[BRIEF 1]
Write out the GPU performance text below word for word, from "System‑level" up to and including "and asynchronous operations.".
[BRIEF 2]
According to the GPU performance text below, what is the remedy for shared-memory bank conflicts?

Iterative improvement : repeat the process for subsequent bottlenecks, periodically re‑profile the whole application, and continue until performance goals are met.

Typical Bottlenecks and Remedies

Memory‑related

Non‑coalesced accesses : symptom – low global‑memory load/store efficiency; remedy – restructure data layout or access pattern.

Shared‑memory bank conflicts : symptom – reduced shared‑memory bandwidth; remedy – add padding or change access pattern.

Excessive global traffic : symptom – high memory dependency; remedy – increase data reuse via shared memory or registers.

Execution‑related

Warp divergence : symptom – low warp execution efficiency; remedy – redesign algorithm to minimise divergent branches.

Low occupancy : symptom – SM occupancy <50%; remedy – reduce register/shared‑memory usage or adjust block size.

Kernel launch overhead : symptom – many short‑lived kernels; remedy – kernel fusion or persistent kernels.

System‑level

Excessive host‑device transfers : symptom – high PCIe utilisation; remedy – batch transfers, use pinned or unified memory.

CPU‑GPU synchronisation : symptom – GPU idle periods between kernels; remedy – employ CUDA streams and asynchronous operations.

Under‑utilised GPU resources : symptom – low overall GPU utilisation; remedy – launch concurrent kernels, use streams, or increase problem size.

Tracing Techniques

CUDA events

cudaEvent_t start, stop;
cudaEventCreate(&start);
cudaEventCreate(&stop);

cudaEventRecord(start);
myKernel<<<grid, block>>>(data);
cudaEventRecord(stop);
cudaEventSynchronize(stop);

float ms = 0.0f;
cudaEventElapsedTime(&ms, start, stop);
printf("Kernel execution time: %f ms
", ms);

NVTX markers and ranges

#include <nvtx3/nvToolsExt.h>

// Instantaneous marker
nvtxMark("Interesting point");

// Range with custom colour
nvtxRangePushA("Data preparation");
// ... code ...
nvtxRangePop();

nvtxEventAttributes_t attr = {0};
attr.version = NVTX_VERSION;
attr.size = NVTX_EVENT_ATTRIB_STRUCT_SIZE;
attr.colorType = NVTX_COLOR_ARGB;
attr.color = 0xFF00FF00; // green
attr.messageType = NVTX_MESSAGE_TYPE_ASCII;
attr.message.ascii = "Kernel Execution";
nvtxRangePushEx(&attr);
myKernel<<<grid, block>>>(data);
nvtxRangePop();

CUPTI programming

#include <cupti.h>

void CUPTIAPI callbackHandler(void *userdata, CUpti_CallbackDomain domain,
                              CUpti_CallbackId cbid, const void *cbInfo) {
    // Process callback
}

CUpti_SubscriberHandle subscriber;
cuptiSubscribe(&subscriber, callbackHandler, NULL);
cuptiEnableCallback(1, subscriber, CUPTI_CB_DOMAIN_RUNTIME_API,
                    CUPTI_RUNTIME_TRACE_CBID_cudaLaunch_v3020);

Example Application (basic08.cu)

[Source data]

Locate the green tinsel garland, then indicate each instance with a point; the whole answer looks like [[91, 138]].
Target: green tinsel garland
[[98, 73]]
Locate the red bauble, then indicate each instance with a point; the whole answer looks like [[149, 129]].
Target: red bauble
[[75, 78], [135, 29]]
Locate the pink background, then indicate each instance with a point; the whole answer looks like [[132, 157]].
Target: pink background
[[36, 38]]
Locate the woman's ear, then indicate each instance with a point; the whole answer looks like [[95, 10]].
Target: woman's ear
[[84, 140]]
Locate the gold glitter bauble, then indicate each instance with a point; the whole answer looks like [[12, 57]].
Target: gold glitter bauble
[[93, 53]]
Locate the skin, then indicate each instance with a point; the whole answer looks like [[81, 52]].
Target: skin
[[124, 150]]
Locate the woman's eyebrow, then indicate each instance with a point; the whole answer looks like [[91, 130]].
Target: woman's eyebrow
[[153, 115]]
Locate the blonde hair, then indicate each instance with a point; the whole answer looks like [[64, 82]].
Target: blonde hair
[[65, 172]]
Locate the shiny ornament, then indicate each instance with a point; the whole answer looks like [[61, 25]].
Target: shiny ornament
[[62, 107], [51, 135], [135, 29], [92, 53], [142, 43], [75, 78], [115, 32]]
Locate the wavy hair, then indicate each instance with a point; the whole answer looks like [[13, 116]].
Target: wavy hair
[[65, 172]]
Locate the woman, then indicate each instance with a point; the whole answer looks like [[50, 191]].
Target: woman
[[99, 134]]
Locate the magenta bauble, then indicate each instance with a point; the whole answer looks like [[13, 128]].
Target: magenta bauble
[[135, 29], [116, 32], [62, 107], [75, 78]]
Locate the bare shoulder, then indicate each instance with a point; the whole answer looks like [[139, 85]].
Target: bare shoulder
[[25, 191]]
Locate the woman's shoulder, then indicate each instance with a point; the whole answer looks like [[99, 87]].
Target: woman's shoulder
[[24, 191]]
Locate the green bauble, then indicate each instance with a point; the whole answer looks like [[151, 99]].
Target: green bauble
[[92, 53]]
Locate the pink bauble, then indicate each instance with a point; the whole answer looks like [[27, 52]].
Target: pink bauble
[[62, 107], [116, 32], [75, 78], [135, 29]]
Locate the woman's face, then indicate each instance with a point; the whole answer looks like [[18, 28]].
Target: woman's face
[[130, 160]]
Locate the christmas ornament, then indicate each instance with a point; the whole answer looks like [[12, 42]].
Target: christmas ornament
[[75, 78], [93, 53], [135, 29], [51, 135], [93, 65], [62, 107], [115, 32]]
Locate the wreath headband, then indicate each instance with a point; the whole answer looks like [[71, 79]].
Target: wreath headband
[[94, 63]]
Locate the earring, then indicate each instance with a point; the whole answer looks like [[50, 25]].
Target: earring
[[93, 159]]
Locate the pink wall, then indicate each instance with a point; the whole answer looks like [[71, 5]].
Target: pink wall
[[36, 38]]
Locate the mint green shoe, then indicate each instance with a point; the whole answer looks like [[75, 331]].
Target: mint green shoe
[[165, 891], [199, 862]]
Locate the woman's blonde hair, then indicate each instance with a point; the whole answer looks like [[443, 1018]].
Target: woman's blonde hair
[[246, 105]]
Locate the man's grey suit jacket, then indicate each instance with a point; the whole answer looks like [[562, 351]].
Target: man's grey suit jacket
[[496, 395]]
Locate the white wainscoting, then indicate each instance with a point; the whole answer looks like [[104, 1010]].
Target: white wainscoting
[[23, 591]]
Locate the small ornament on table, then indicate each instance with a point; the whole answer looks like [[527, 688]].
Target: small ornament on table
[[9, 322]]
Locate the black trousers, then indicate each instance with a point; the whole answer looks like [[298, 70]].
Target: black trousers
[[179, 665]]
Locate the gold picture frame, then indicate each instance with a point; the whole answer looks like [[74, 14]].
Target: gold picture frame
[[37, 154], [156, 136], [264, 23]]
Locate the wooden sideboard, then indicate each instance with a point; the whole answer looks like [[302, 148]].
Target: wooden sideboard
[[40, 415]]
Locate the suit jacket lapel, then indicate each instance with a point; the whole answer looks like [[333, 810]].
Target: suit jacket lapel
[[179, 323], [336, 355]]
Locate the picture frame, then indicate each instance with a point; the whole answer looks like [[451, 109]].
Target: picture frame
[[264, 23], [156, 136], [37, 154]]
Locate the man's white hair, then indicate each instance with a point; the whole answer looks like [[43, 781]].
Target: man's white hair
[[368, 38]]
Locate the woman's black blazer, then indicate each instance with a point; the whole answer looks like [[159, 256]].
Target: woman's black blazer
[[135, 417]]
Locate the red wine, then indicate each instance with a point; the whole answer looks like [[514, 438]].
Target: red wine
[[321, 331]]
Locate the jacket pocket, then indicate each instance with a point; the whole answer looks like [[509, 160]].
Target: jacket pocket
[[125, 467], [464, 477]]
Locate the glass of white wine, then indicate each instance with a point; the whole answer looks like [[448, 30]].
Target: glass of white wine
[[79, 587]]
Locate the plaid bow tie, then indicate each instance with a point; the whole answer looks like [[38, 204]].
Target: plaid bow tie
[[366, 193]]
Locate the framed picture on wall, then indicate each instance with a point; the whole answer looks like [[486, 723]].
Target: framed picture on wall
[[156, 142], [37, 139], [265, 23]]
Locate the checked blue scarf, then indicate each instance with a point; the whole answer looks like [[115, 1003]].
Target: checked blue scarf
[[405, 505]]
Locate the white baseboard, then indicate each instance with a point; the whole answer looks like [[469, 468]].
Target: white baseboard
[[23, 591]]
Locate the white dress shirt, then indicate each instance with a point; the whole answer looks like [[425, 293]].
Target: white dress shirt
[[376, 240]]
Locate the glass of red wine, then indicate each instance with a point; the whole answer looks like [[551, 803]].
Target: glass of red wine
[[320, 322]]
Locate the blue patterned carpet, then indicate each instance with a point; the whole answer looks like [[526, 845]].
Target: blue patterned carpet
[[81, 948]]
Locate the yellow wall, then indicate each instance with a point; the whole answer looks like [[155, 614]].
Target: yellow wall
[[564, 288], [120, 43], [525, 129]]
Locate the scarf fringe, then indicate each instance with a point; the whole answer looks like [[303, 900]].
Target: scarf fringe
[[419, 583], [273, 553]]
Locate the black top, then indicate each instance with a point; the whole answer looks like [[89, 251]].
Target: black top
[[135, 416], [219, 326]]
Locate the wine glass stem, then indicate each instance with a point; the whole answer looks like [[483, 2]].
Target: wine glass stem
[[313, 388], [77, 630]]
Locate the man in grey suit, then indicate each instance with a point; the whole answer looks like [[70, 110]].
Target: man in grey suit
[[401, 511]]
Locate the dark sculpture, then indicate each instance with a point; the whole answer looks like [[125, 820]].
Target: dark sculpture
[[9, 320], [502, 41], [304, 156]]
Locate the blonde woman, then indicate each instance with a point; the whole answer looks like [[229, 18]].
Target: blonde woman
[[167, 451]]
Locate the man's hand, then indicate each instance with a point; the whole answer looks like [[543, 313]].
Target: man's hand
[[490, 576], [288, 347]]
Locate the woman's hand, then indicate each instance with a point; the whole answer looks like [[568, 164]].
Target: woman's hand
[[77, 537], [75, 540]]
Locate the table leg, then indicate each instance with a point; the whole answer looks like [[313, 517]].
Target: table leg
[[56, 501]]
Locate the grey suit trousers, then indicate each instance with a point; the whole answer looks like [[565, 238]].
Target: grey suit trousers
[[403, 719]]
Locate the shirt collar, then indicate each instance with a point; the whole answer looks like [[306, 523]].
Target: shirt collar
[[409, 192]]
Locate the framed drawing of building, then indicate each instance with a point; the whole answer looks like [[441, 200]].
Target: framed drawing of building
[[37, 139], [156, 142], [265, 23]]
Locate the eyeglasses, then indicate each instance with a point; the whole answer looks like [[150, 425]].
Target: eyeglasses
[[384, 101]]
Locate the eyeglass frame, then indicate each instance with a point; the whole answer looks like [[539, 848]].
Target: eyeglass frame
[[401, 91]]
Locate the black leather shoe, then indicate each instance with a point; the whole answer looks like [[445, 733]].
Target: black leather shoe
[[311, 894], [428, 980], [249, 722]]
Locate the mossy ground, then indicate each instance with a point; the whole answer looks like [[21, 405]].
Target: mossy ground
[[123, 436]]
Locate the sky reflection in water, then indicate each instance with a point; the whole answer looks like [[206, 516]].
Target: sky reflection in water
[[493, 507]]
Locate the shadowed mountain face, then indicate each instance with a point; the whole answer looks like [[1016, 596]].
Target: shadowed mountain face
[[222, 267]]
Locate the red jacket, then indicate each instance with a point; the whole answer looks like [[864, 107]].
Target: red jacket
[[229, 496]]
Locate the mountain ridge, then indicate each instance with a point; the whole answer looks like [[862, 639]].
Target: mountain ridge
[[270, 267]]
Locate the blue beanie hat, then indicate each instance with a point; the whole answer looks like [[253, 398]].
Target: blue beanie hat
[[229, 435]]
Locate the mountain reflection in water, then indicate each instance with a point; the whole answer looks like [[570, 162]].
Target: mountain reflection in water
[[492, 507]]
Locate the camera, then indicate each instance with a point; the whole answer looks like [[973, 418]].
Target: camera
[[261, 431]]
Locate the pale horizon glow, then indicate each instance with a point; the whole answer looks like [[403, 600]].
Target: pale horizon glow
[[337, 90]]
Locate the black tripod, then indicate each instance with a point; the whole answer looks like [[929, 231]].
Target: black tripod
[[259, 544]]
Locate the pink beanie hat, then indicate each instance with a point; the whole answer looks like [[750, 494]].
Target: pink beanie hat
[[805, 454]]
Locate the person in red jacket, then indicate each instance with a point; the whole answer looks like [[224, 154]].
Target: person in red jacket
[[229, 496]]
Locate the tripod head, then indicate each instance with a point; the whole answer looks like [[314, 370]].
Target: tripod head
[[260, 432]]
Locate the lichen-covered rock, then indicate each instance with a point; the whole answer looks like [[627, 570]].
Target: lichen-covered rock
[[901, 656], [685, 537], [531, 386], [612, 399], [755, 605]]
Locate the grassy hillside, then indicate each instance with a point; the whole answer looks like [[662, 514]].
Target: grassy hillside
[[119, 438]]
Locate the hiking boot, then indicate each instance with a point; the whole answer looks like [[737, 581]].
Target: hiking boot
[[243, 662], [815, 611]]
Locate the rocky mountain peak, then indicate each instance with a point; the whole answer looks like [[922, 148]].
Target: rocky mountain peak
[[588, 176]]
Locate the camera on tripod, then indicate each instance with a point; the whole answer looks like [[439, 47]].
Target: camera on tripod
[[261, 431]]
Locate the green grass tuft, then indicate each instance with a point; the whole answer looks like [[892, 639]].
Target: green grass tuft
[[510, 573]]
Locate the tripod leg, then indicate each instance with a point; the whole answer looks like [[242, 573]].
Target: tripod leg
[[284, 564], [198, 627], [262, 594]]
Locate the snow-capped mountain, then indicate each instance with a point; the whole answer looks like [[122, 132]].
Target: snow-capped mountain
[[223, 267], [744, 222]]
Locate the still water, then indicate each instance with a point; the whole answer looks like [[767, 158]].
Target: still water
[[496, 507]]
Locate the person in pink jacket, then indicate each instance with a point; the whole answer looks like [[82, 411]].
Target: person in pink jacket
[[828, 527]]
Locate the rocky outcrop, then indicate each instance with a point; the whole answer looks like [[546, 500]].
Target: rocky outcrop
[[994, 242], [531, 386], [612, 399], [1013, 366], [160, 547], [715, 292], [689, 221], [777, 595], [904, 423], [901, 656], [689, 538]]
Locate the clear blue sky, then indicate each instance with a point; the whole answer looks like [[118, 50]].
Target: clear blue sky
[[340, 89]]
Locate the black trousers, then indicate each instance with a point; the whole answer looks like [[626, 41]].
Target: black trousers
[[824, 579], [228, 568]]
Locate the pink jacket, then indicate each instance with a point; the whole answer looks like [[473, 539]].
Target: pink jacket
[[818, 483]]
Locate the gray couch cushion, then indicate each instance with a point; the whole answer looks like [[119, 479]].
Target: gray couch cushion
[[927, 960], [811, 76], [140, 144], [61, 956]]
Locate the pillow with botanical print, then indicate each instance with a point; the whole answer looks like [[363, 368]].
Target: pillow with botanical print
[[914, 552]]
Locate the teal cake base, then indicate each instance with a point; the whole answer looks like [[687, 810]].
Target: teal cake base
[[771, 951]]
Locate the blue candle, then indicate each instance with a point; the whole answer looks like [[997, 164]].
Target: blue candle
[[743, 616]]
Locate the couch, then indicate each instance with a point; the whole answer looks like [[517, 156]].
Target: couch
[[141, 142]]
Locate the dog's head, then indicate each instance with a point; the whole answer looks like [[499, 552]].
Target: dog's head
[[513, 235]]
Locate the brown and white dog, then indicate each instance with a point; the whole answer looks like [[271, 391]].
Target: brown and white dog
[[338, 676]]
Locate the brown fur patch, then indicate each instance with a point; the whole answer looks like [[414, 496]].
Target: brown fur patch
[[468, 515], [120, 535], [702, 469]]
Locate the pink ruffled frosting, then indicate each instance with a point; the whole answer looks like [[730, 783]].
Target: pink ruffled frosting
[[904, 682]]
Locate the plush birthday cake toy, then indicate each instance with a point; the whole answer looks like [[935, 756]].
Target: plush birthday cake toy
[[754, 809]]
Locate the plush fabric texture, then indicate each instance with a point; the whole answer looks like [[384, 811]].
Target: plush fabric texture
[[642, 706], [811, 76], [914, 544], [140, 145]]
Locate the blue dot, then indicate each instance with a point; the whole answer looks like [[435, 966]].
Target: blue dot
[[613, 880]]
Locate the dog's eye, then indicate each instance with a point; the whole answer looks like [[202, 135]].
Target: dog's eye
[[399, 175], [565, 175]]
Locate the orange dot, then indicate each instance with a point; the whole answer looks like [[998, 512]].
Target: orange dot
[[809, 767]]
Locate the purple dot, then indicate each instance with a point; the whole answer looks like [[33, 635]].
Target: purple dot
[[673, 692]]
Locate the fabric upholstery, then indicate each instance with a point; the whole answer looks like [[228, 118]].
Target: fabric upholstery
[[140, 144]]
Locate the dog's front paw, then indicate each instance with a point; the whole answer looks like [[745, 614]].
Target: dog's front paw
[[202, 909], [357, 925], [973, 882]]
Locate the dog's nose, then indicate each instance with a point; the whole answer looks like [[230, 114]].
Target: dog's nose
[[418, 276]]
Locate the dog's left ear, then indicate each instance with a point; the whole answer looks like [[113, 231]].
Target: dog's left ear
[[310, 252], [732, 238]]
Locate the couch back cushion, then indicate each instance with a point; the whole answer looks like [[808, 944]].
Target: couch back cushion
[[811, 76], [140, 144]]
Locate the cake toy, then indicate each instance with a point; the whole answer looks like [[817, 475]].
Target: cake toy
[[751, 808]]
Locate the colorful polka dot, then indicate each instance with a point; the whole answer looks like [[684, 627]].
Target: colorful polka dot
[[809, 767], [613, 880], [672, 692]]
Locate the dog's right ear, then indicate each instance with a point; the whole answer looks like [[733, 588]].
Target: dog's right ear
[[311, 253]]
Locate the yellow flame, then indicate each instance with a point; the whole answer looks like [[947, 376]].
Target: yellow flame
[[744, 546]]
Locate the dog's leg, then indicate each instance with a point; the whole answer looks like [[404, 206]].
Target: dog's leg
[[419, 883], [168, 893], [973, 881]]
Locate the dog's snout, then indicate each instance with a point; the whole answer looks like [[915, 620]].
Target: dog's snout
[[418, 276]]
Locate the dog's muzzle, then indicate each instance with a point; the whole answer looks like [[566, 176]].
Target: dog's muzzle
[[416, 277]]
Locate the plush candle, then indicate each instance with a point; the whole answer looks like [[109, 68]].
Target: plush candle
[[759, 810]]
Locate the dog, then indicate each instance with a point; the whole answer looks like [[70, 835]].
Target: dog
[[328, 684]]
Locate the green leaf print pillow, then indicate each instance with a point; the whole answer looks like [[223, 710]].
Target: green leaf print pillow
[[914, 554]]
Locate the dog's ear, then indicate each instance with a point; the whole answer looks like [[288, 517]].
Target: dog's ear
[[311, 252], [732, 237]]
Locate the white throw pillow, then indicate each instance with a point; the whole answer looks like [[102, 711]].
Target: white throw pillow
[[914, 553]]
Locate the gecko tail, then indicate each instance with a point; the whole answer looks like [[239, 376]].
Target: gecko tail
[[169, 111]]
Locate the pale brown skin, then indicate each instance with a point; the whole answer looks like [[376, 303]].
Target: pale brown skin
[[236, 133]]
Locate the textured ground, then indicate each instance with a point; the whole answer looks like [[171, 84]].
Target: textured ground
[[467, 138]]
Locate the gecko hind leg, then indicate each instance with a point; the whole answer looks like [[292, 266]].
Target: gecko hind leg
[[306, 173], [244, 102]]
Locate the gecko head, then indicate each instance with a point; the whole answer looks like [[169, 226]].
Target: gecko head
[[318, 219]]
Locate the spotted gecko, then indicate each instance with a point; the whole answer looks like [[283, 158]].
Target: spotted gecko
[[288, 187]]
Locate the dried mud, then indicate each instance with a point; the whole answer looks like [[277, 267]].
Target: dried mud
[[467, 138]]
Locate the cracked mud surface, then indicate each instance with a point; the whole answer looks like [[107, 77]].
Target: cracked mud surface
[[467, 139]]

[OUTPUT 1]
System‑level

Excessive host‑device transfers : symptom – high PCIe utilisation; remedy – batch transfers, use pinned or unified memory.

CPU‑GPU synchronisation : symptom – GPU idle periods between kernels; remedy – employ CUDA streams and asynchronous operations.

[OUTPUT 2]
Add padding or change the access pattern.